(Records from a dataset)

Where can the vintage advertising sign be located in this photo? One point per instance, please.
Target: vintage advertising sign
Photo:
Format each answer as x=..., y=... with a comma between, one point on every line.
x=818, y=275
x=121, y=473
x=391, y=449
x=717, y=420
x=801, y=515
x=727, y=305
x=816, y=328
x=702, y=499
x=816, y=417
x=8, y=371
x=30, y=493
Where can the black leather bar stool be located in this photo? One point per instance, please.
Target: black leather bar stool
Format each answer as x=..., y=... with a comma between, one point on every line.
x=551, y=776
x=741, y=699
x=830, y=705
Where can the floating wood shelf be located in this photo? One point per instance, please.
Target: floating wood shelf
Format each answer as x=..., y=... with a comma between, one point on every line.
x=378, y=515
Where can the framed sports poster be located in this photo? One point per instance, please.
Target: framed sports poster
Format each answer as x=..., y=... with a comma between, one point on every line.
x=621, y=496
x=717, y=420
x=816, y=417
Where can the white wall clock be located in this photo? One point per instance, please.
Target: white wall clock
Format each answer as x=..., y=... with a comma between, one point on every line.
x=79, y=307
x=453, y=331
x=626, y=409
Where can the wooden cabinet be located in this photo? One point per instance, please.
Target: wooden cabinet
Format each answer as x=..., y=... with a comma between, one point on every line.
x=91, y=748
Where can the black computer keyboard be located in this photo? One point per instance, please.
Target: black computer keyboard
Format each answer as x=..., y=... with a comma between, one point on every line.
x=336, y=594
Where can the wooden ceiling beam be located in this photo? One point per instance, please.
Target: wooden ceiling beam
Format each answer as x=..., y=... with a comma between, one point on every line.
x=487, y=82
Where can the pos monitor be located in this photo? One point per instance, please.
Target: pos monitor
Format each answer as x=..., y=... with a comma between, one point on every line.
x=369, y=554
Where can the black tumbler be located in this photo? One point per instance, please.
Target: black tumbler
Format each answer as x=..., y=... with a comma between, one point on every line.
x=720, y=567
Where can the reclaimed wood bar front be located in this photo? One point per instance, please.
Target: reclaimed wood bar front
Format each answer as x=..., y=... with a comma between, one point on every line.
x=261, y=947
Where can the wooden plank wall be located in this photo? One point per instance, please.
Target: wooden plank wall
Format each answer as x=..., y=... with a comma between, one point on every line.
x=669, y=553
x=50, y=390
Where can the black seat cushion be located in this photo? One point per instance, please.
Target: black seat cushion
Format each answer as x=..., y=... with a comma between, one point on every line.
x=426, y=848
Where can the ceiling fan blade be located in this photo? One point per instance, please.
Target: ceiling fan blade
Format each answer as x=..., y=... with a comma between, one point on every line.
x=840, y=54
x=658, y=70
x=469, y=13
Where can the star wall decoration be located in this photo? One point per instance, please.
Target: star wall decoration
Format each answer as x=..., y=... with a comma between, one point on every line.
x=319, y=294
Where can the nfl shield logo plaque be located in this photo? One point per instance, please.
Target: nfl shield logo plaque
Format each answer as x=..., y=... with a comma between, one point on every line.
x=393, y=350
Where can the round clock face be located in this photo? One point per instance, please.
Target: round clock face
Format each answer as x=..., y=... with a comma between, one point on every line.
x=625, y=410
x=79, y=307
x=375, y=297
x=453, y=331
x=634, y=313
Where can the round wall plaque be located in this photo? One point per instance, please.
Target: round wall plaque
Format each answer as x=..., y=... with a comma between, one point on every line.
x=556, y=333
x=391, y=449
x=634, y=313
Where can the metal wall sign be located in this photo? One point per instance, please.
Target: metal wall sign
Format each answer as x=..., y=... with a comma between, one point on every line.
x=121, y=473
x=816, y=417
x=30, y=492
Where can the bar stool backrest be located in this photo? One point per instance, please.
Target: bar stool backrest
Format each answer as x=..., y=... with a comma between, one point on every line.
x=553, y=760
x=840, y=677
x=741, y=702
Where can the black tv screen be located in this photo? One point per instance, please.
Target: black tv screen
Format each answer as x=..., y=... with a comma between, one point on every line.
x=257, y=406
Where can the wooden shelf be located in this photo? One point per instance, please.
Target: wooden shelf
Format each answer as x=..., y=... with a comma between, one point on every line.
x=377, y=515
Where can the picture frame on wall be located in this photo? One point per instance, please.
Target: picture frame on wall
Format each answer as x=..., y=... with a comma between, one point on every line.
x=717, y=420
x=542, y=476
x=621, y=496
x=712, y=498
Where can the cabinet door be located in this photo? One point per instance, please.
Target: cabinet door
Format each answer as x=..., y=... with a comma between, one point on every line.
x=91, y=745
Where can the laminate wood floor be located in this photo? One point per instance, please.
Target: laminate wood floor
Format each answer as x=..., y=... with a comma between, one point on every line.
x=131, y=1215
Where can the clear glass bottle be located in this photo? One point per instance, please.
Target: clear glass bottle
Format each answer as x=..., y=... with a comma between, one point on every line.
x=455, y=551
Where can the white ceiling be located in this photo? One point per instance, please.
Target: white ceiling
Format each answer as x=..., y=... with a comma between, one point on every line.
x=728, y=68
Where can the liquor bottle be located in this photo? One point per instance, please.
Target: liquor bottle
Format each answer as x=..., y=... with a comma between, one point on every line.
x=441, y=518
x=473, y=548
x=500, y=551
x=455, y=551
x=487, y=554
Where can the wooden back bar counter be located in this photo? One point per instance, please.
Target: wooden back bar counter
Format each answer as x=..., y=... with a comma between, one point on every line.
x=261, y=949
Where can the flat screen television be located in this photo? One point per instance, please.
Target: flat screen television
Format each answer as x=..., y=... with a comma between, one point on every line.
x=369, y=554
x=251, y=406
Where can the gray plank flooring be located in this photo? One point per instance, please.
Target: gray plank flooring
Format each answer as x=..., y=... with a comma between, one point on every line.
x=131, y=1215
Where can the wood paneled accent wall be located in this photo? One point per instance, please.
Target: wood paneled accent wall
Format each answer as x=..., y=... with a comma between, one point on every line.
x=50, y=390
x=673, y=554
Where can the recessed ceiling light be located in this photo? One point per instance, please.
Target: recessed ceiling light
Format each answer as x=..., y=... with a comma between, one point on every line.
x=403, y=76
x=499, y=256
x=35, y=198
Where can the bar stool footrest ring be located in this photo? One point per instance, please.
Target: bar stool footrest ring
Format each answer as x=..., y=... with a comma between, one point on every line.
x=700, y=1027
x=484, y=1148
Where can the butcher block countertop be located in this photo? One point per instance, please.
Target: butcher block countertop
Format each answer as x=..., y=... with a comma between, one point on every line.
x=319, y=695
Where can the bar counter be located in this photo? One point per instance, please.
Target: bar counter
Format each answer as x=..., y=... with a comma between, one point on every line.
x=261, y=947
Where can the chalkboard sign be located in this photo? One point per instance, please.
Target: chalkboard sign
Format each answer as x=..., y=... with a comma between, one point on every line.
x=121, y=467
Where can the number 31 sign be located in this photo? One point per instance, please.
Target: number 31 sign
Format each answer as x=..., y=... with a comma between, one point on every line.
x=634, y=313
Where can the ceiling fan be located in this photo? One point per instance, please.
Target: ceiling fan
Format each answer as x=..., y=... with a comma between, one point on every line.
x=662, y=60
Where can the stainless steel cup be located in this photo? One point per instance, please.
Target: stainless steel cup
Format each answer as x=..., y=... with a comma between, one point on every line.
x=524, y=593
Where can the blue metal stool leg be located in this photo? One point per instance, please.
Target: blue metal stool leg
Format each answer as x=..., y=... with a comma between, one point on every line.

* STATED GOAL:
Rewrite the records from the line with "Where can the liquor" to the line with "x=487, y=554", replacing each "liquor bottle" with "whiskey bottle" and leaving everything else unchanged.

* WRITTEN ANSWER:
Where can the whiskey bottle be located in this photo? One point per instance, please.
Target: whiskey bottle
Format each answer as x=..., y=... with a comma between, one point on every line.
x=441, y=518
x=473, y=548
x=500, y=551
x=455, y=551
x=487, y=554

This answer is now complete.